**Goal:** Find each line in the records below that contains the string "dark" and copy those lines out. Matching is case-sensitive.

Outline records for named regions:

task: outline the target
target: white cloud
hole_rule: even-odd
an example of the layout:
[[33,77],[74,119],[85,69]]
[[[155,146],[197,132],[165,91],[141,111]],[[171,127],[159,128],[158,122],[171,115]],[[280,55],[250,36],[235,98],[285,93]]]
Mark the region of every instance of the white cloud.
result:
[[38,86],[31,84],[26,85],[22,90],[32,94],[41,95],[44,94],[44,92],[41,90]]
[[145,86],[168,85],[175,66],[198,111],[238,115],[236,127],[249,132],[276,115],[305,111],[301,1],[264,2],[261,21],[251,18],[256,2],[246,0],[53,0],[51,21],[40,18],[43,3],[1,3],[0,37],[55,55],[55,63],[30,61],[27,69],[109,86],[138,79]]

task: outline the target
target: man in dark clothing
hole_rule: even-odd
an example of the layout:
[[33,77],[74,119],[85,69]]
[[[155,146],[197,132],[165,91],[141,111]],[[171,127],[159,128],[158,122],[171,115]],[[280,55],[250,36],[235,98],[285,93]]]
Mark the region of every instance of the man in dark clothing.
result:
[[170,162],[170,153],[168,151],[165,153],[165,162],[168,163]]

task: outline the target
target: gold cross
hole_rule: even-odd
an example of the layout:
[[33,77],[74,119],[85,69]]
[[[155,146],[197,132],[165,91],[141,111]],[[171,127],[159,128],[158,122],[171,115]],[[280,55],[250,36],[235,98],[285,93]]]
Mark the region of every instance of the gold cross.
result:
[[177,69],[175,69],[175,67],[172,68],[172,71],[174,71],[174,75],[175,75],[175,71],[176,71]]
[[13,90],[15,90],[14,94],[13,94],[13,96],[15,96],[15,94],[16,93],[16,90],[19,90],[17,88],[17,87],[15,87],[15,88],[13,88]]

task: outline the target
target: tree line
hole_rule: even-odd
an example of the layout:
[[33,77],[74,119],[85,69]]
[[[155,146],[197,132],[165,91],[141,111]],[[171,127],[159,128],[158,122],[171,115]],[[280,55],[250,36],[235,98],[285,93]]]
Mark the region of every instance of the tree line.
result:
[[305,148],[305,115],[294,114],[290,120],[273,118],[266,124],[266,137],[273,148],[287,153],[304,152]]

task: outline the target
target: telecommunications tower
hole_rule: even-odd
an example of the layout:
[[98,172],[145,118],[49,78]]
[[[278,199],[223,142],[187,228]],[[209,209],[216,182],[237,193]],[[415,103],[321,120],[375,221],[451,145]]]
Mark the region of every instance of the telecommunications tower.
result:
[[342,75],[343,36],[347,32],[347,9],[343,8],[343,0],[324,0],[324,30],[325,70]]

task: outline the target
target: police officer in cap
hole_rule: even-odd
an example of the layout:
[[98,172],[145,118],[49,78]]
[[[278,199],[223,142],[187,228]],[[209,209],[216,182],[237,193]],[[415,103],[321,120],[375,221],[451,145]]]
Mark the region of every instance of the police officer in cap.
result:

**Correct output:**
target: man in dark clothing
Mark the region of every instance of the man in dark clothing.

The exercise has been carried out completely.